• [WHAT YOU ARE ASKED TO DO] Show every line below that contains the word "distant", copying each one in full.

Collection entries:

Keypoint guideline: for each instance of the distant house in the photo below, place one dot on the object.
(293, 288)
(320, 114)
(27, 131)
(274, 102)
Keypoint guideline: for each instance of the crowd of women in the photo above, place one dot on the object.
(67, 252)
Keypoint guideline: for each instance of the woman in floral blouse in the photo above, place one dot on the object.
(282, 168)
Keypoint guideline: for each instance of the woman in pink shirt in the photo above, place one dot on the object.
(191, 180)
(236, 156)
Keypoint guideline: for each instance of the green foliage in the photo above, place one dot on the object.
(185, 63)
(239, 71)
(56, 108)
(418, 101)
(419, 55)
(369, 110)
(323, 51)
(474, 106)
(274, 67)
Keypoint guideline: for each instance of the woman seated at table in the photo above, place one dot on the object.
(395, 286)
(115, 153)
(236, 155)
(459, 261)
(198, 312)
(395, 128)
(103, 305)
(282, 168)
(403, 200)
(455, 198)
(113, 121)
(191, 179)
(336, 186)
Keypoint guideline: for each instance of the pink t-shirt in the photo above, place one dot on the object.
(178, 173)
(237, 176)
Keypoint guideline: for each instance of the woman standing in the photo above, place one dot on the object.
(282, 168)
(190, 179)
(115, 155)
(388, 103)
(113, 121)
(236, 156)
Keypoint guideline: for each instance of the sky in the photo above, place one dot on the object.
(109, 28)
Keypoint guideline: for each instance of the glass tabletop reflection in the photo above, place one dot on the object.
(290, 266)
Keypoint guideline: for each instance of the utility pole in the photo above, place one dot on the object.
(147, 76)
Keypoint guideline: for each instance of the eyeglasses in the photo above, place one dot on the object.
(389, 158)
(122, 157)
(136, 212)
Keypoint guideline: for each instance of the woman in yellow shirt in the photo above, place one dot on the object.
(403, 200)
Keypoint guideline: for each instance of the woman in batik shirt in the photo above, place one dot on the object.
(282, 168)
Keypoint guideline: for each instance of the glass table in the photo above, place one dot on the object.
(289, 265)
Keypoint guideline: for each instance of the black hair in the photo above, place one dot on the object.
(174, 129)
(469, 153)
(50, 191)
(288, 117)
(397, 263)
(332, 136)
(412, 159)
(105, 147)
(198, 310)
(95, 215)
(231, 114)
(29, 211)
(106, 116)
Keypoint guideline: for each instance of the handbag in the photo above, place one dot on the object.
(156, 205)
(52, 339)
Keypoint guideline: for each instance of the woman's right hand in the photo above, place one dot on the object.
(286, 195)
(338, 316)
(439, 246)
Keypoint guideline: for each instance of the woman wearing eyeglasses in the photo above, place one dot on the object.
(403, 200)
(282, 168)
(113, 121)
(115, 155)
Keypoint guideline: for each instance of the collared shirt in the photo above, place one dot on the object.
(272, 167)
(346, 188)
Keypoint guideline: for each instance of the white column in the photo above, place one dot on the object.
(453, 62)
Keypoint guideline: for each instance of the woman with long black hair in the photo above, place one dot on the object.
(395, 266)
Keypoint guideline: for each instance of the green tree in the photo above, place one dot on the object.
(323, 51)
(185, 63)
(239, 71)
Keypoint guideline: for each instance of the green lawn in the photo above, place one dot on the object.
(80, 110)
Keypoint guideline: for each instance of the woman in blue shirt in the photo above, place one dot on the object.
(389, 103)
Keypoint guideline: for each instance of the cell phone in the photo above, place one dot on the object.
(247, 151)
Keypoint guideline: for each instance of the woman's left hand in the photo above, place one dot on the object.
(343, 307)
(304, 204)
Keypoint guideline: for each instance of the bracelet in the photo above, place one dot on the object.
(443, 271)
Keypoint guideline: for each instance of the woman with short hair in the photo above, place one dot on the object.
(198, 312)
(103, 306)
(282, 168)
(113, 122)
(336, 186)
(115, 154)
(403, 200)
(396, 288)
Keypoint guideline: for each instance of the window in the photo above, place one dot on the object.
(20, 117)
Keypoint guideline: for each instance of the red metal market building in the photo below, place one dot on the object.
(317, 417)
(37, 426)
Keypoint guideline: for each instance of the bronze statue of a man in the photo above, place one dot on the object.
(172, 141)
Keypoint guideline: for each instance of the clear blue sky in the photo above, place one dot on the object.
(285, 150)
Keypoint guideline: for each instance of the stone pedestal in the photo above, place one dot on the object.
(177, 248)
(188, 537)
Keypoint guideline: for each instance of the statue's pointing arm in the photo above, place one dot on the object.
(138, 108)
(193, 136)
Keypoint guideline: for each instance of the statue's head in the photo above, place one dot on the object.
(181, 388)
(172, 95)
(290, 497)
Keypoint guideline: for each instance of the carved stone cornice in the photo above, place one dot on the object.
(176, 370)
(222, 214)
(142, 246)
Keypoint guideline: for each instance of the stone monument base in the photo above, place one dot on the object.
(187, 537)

* * *

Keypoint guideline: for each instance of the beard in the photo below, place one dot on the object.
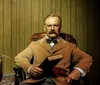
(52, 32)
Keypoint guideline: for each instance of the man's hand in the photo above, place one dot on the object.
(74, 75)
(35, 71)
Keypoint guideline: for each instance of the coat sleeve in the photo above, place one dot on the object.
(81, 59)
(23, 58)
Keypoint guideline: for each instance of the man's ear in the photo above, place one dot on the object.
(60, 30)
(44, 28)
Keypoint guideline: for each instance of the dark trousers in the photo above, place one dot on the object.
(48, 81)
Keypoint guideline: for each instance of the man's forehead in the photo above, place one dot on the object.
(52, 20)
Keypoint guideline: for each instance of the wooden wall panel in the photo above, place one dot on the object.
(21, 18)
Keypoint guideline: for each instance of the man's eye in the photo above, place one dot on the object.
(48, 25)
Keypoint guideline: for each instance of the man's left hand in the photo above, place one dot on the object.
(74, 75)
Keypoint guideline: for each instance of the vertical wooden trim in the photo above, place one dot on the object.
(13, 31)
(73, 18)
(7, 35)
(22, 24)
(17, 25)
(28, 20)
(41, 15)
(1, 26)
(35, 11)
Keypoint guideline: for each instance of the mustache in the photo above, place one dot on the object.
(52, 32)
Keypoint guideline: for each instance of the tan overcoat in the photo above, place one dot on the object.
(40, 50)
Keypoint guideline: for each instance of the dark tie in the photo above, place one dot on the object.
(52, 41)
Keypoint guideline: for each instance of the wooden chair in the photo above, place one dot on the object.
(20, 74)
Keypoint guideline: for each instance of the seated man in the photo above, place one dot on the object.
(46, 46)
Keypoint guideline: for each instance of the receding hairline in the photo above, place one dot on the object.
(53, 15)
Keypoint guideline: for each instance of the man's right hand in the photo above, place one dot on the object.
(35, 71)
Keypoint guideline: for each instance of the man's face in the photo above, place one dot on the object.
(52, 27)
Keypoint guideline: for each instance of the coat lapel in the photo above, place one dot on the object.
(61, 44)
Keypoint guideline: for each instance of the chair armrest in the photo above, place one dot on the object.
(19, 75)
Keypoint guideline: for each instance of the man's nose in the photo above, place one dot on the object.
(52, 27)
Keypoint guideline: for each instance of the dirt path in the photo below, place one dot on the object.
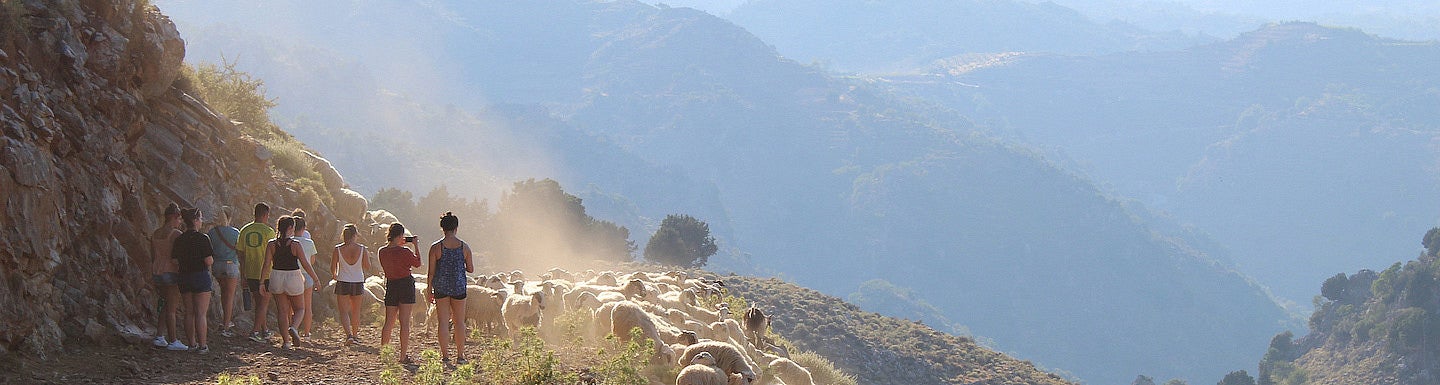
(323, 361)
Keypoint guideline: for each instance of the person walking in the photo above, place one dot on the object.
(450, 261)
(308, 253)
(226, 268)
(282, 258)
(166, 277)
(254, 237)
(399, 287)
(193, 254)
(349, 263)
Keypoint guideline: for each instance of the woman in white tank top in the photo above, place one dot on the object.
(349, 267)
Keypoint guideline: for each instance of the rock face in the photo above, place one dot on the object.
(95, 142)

* * *

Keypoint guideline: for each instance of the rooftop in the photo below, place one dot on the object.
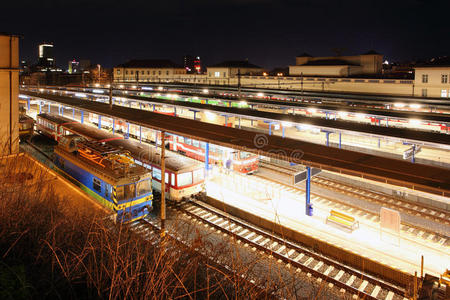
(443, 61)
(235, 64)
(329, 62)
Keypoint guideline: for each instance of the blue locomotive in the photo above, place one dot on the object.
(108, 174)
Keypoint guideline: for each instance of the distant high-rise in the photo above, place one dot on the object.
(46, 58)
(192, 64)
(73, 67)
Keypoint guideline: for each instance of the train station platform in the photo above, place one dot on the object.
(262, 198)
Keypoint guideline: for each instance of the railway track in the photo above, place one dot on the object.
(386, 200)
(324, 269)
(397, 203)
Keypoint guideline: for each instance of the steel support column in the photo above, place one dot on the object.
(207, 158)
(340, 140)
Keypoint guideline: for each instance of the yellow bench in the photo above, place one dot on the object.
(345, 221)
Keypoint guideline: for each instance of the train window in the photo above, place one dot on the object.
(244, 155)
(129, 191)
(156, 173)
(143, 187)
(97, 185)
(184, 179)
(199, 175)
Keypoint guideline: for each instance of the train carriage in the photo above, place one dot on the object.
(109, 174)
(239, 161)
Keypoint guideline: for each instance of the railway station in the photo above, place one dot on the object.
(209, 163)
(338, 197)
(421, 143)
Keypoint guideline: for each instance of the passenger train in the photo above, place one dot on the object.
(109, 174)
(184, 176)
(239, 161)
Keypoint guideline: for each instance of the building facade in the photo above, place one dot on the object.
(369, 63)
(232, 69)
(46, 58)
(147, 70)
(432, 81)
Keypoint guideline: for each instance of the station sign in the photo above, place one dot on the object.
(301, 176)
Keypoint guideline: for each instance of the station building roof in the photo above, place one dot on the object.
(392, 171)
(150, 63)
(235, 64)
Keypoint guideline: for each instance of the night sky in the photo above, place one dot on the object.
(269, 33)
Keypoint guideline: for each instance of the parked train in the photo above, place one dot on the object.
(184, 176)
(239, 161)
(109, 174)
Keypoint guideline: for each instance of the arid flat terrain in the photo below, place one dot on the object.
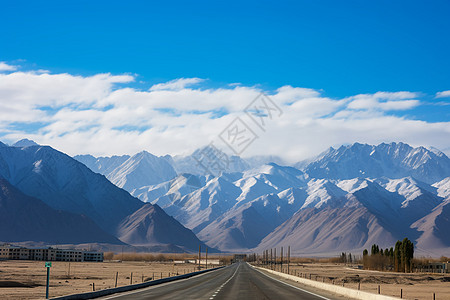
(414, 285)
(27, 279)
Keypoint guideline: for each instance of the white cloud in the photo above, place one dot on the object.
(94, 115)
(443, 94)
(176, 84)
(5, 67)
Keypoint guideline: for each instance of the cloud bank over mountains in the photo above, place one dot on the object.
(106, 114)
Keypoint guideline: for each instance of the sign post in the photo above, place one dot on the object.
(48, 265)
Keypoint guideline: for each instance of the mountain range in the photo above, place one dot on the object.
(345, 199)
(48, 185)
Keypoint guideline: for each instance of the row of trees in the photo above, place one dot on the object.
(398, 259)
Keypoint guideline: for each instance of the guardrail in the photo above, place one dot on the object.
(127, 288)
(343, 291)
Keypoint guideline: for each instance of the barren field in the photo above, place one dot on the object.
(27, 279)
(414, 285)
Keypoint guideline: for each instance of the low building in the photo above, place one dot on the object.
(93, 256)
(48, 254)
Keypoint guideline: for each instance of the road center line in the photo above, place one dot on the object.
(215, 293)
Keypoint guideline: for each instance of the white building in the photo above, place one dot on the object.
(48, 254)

• [PROBLEM SOLUTION]
Keypoint guideline: for each instance of the distant house in the photo below, place one dot on the object.
Keypoint guideline: for each instance of the distant high-rise in the photo above, place one dot on the object.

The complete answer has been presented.